**DOCUMENT PASSAGE:**
Using "summarise" (dplyr) with a function requiring a formula

Question

I am trying to generate a table of regression slopes generated by a custom function based on the mblm package (the function in the example here is a simplified version). The function requires a formula as argument and I would like to use dplyr summarise to apply it to grouped samples from a large data frame with many variables. The output should be a tibble of regression slopes for sample groups and response variables that I can pass to a heatmap function.

library (dplyr)

# Example data

test_data <- 
    rbind (
        data.frame(ID=paste0("someName", c(1:9)), Sample_Type="type1", 
           A=seq(1,17, length.out=9),
           I=0.1^seq(1,1.8,length.out=9), 
           J=1-0.1^seq(1,1.8,length.out=9)),
        data.frame(ID=paste0("someName", c(10:15)), Sample_Type="type2", 
           A=seq(1,7, length.out=6), 
           I=0.1^(1-seq(1,1.5,length.out=6)),
           J=1-0.1^(1-seq(1,1.5,length.out=6))))

# Define an independent and the responding variables - I would like to be able to easily test different independent variables
 
idpVar <- "A"
respVar <- test_data %>% .[!names(.) %in% c("ID", "Sample_Type", idpVar)] %>% names()

# Custom function generating numeric value of median slopes (simplified from mblm)

medianSlope <-
function (formula, dataframe) 
{
    if (missing(dataframe)) 
        dataframe <- environment(formula)
    term <- as.character(attr(terms(formula), "variables")[-1])
    x = dataframe[[term[2]]]
    y = dataframe[[term[1]]]
    if (length(term) > 2) {
        stop("Only linear models are accepted")
    }
    xx = sort(x)
    yy = y[order(x)]
    n = length(xx)
    slopes = c()
    smedians = c()
        for (i in 1:n) {
            slopes = c()
            for (j in 1:n) {
                if (xx[j] != xx[i]) {
                  slopes = c(slopes, (yy[j] - yy[i])/(xx[j] - 
                    xx[i]))
                 }
            }
            smedians = c(smedians, median(slopes))
        }
        slope = median(smedians)

(Point annotation data)
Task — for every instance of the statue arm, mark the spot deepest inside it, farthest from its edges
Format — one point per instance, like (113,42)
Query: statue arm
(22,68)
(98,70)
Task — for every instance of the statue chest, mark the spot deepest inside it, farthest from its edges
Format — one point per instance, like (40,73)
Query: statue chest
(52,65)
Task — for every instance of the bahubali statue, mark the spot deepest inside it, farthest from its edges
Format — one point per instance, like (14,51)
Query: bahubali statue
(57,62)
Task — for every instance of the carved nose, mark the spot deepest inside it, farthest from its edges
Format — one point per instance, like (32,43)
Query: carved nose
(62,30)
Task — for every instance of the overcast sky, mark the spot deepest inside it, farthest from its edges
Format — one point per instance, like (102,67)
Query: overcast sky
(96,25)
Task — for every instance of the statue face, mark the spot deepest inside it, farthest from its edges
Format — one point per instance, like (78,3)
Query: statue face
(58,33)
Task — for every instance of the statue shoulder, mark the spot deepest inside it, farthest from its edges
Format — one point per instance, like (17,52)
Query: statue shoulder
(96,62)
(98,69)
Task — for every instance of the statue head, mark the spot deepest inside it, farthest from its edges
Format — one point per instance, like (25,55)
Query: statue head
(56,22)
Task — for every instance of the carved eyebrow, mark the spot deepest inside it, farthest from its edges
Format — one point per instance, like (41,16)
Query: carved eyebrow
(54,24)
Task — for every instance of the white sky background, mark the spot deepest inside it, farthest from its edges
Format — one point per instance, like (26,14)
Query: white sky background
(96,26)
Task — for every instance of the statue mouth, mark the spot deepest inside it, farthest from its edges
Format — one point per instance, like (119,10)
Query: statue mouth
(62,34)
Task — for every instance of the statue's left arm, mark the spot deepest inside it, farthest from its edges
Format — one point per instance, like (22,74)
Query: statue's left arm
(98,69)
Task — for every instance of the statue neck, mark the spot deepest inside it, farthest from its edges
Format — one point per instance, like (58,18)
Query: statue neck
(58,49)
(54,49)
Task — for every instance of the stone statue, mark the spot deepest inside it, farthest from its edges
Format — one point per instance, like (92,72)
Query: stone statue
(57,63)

...

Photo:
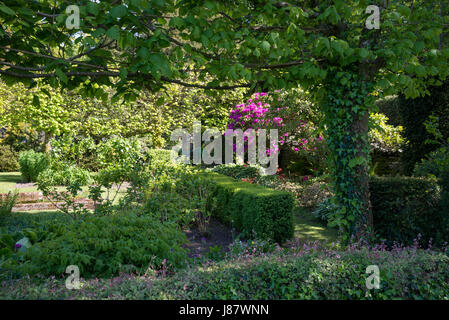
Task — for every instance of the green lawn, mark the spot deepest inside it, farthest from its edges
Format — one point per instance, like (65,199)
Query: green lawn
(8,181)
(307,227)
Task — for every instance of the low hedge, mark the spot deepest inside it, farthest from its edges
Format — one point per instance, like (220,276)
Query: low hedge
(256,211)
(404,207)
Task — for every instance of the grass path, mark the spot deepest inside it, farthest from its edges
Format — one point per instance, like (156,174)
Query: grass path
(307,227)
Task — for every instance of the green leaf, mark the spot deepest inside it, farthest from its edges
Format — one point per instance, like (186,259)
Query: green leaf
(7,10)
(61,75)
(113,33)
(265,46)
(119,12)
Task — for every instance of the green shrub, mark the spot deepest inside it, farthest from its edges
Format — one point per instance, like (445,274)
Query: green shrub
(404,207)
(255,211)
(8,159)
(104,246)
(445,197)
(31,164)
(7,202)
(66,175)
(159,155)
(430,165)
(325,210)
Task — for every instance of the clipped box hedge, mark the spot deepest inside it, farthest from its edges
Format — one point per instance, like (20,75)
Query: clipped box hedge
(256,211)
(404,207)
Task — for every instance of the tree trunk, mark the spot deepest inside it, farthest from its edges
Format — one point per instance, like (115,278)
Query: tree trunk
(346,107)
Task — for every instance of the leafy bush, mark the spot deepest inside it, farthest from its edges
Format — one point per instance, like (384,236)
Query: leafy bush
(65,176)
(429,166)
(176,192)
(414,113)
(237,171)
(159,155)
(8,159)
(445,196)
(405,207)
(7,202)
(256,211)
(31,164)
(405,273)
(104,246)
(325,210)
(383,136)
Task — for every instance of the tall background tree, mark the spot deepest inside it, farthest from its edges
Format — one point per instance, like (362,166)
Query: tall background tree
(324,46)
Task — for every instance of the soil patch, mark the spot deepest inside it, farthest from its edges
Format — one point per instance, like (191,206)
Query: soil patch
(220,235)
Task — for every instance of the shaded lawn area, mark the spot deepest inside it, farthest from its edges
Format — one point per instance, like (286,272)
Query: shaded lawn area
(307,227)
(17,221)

**DIRECTIVE 1:** Can you copy the passage of the dplyr summarise question that begins with the words containing "# Custom function" and ends with "if (missing(dataframe))"?
**DIRECTIVE 2:** Which lines of the records contain the string "area"? Select and copy each of them.

**TASK SOLUTION 1:**
# Custom function generating numeric value of median slopes (simplified from mblm)

medianSlope <-
function (formula, dataframe) 
{
    if (missing(dataframe))

**TASK SOLUTION 2:**
Task — for every instance of the shaded lawn area, mark the spot deepest inside it, farthest from its edges
Query: shaded lawn area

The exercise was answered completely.